**Directions**
a: Answer these questions about the SFT canary notebook:
(i) Which GPU does the requirements line call for?
(ii) About how long does the notebook state it takes to run?
(iii) Which TRL version does the setup code install and lock?
b: In the SFT canary notebook, rename "project_file" to "config_path" in the text between "# --- 3. Patch" and "content = f.read()", inclusive, and write out that passage.

**Supplied text**
┄┄┄┄┄┄

# SFT Canary: Supervised Fine-Tuning Validation

This notebook demonstrates how to use RLHF Canary for SFT (Supervised Fine-Tuning) validation.

**What you'll learn:**
1. SFT vs DPO vs PPO: When to use each
2. Running SFT canaries
3. SFT-specific characteristics and metrics
4. Memory efficiency of SFT
5. Comparing SFT baselines

**Requirements:** GPU runtime (Runtime > Change runtime type > T4 GPU)

**Runtime:** ~8-10 minutes

## 1. Setup

In [None]:
import os
import re
import sys

print("Starting Environment Setup...")

# --- 1. Clone the repo first ---
if not os.path.exists("/content/rlhf-canary"):
    !git clone https://github.com/mmcmanus1/rlhf-canary.git /content/rlhf-canary

%cd /content/rlhf-canary

# --- 2. Force-Install the "Safe Harbor" Stack ---
!pip install "trl==0.11.4" "transformers==4.44.2" "peft==0.12.0" "accelerate==0.34.2" "tokenizers==0.19.1" --force-reinstall --no-deps --quiet
!pip install -q datasets pydantic click PyYAML bitsandbytes
print("Libraries installed (TRL 0.11.4 / Transformers 4.44.2)")

# --- 3. Patch pyproject.toml (Prevent future drift) ---
project_file = "/content/rlhf-canary/pyproject.toml"
if os.path.exists(project_file):
    with open(project_file, "r") as f:
        content = f.read()
    
    if "trl==0.11.4" not in content:
        content = re.sub(r'trl[<>=!~]+[\d\.]+', 'trl==0.11.4', content)
        with open(project_file, "w") as f:
            f.write(content)
        print("Config file patched to lock TRL 0.11.4")

# --- 4. Patch Source Code (Compatibility Fix) ---
runner_file = "/content/rlhf-canary/canary/runner/local.py"
if os.path.exists(runner_file):
    with open(runner_file, "r") as f:
        code = f.read()
    
    if "processing_class=" in code:
        code = code.replace("processing_class=", "tokenizer=")

┄┄┄┄┄┄

**Raw data**
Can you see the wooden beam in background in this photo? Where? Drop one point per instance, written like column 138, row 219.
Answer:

┄┄┄┄┄┄

**Written responses**
a:
(i) A T4 GPU
(ii) About 8-10 minutes
(iii) TRL 0.11.4

b:
# --- 3. Patch pyproject.toml (Prevent future drift) ---
config_path = "/content/rlhf-canary/pyproject.toml"
if os.path.exists(config_path):
    with open(config_path, "r") as f:
        content = f.read()